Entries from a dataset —

################

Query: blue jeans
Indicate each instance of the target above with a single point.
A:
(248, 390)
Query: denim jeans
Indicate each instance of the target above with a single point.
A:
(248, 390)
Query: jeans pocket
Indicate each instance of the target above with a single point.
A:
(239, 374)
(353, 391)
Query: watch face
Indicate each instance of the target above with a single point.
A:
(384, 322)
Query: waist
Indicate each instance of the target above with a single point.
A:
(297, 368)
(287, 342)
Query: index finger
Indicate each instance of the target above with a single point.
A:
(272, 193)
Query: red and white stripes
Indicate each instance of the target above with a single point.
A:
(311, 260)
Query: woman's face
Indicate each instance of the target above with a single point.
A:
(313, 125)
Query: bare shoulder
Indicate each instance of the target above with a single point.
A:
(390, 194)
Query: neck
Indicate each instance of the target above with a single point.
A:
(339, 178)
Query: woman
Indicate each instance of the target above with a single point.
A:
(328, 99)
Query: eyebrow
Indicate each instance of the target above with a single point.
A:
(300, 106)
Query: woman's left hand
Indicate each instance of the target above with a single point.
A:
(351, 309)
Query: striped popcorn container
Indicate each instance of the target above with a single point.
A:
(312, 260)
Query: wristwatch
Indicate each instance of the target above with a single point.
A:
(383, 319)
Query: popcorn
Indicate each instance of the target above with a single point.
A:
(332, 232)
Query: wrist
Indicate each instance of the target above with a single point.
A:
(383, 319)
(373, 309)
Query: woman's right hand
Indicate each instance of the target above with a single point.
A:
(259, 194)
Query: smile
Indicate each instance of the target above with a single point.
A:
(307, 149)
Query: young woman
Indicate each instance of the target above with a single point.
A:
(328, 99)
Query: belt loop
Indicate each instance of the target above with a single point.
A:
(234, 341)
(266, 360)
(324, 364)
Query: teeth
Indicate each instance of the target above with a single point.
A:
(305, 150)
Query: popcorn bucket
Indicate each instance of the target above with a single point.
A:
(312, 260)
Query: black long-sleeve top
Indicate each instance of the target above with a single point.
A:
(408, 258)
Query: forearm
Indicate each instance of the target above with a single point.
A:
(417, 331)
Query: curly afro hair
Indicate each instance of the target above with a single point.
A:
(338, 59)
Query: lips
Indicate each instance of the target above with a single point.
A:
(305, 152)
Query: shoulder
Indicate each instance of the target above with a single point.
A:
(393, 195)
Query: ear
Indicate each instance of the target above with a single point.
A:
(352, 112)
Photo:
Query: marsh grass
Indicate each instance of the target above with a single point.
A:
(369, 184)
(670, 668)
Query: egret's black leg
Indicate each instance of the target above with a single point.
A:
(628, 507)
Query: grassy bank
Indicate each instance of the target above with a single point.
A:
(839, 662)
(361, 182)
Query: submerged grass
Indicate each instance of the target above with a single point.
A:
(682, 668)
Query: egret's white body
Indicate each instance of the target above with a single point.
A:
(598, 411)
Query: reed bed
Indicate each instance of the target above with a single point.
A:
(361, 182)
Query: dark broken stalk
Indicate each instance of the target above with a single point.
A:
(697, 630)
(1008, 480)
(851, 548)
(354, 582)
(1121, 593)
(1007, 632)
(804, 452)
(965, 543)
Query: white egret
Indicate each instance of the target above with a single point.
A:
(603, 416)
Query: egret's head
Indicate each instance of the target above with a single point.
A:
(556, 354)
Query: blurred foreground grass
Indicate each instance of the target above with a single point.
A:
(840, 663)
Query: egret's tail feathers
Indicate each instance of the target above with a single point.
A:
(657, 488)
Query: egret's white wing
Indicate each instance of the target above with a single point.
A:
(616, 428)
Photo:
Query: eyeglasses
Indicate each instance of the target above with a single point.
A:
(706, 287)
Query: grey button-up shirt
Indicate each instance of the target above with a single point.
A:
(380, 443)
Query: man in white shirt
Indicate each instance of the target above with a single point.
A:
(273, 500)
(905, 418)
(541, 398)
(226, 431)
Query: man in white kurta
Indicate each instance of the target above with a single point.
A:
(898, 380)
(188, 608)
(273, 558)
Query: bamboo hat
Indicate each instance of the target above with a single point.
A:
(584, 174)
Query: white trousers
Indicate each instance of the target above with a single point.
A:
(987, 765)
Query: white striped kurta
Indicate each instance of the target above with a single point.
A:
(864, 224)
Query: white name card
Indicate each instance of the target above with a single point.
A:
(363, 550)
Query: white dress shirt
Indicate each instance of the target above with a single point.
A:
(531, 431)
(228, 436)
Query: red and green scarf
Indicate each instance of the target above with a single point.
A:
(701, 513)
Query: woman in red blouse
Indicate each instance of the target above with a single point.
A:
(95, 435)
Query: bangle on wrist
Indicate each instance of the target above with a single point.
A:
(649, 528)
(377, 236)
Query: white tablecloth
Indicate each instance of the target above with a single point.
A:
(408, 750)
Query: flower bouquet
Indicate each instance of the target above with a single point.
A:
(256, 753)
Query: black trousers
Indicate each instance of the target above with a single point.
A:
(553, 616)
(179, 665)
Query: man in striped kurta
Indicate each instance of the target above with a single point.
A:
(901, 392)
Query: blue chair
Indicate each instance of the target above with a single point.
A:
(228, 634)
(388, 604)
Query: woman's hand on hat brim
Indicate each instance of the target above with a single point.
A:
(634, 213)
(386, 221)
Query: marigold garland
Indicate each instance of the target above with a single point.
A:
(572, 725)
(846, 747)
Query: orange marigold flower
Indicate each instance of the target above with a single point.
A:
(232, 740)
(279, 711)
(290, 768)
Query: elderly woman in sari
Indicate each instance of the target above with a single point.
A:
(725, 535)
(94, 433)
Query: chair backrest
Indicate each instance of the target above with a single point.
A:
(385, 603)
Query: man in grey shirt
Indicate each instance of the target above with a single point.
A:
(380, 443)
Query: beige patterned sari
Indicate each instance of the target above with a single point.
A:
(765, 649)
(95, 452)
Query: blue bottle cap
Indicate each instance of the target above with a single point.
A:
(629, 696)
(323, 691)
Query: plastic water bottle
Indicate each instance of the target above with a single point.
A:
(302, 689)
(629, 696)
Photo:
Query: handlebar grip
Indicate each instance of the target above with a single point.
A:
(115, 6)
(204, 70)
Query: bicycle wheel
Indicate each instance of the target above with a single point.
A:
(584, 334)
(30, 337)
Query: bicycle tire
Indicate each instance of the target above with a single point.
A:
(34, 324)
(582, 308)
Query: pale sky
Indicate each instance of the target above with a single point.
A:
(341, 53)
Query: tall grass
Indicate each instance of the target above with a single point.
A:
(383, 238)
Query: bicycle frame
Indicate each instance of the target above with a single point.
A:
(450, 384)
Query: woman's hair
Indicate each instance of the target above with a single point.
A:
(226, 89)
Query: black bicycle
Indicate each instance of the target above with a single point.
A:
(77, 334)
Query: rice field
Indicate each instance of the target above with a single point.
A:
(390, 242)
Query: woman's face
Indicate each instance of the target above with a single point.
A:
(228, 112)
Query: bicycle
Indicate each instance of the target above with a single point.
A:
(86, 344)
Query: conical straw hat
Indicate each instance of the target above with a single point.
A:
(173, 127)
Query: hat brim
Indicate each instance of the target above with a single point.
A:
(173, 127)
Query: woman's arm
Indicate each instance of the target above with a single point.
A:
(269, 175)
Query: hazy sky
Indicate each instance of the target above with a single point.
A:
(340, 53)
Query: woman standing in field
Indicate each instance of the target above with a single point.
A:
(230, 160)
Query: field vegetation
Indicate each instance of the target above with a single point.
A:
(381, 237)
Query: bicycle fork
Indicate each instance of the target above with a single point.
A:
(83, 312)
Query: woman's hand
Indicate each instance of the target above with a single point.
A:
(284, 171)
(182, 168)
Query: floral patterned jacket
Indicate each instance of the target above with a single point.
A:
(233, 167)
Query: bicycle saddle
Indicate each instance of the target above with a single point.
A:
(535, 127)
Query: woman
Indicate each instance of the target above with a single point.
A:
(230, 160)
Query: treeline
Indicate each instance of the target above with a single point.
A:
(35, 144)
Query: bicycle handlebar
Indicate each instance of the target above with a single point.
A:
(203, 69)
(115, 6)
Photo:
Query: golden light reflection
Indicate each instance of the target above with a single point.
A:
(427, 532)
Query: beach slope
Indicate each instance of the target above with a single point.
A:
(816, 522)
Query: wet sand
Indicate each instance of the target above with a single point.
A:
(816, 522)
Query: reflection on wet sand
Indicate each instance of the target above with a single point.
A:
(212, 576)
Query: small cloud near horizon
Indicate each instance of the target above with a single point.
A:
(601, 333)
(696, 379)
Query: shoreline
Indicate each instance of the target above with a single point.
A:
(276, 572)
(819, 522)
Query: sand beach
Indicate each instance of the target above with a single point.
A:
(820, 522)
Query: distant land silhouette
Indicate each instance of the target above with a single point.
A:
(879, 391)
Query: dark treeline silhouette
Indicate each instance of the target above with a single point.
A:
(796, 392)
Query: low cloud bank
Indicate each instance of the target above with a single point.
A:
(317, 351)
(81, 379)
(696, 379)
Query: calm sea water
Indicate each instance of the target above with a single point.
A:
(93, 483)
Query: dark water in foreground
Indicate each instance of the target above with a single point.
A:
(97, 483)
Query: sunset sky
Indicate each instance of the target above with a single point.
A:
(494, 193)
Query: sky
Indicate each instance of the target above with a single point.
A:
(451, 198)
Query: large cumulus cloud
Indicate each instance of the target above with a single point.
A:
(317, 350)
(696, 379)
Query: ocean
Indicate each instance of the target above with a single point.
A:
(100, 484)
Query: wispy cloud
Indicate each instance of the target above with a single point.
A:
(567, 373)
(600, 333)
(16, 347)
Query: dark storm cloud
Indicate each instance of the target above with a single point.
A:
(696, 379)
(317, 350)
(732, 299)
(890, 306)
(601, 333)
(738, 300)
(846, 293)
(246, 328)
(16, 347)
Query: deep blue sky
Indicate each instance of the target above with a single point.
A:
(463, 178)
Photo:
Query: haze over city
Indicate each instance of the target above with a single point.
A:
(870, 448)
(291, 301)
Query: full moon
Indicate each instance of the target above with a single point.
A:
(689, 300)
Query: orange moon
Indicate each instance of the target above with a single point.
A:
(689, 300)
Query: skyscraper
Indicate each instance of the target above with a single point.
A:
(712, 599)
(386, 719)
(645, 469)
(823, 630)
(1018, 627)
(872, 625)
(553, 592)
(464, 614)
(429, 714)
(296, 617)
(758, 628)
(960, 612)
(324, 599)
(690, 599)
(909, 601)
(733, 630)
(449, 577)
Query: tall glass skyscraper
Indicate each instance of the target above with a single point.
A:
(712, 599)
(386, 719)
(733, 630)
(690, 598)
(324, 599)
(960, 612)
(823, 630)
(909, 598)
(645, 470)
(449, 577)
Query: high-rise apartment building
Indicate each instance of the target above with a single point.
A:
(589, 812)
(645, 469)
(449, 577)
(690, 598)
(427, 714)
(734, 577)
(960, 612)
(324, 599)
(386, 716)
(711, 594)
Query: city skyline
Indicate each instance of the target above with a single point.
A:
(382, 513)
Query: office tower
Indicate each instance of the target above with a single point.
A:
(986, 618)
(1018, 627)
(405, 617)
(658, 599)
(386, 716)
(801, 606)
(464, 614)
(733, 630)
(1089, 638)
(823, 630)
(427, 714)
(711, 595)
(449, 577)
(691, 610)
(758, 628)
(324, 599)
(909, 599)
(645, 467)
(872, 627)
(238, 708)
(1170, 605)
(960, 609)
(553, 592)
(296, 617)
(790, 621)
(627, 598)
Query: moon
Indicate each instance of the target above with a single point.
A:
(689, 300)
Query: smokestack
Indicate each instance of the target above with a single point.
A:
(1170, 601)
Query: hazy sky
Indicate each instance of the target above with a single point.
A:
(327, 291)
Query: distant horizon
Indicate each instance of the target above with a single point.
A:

################

Your instructions —
Send back exactly the lines from the line with "Query: city skyline" through the end of the records.

Answer for the task —
Query: city skyline
Indicate each instance of the target above with a single point.
A:
(382, 513)
Query: office tower
Indicate each instance of the target above with a single point.
A:
(986, 618)
(1018, 627)
(405, 617)
(658, 599)
(386, 716)
(801, 606)
(464, 614)
(733, 630)
(1089, 638)
(823, 630)
(427, 714)
(711, 595)
(449, 577)
(691, 610)
(758, 628)
(324, 599)
(909, 599)
(645, 467)
(872, 627)
(238, 708)
(1170, 605)
(960, 609)
(553, 592)
(296, 617)
(790, 621)
(627, 598)
Query: moon
Indicate each instance of the target above with a single point.
A:
(689, 300)
Query: smokestack
Indicate each instance of the target above with a single point.
A:
(1170, 601)
Query: hazy sky
Indicate each instance of the target above with a single point.
A:
(327, 291)
Query: distant horizon
Indicate each instance of the target above with a single point.
A:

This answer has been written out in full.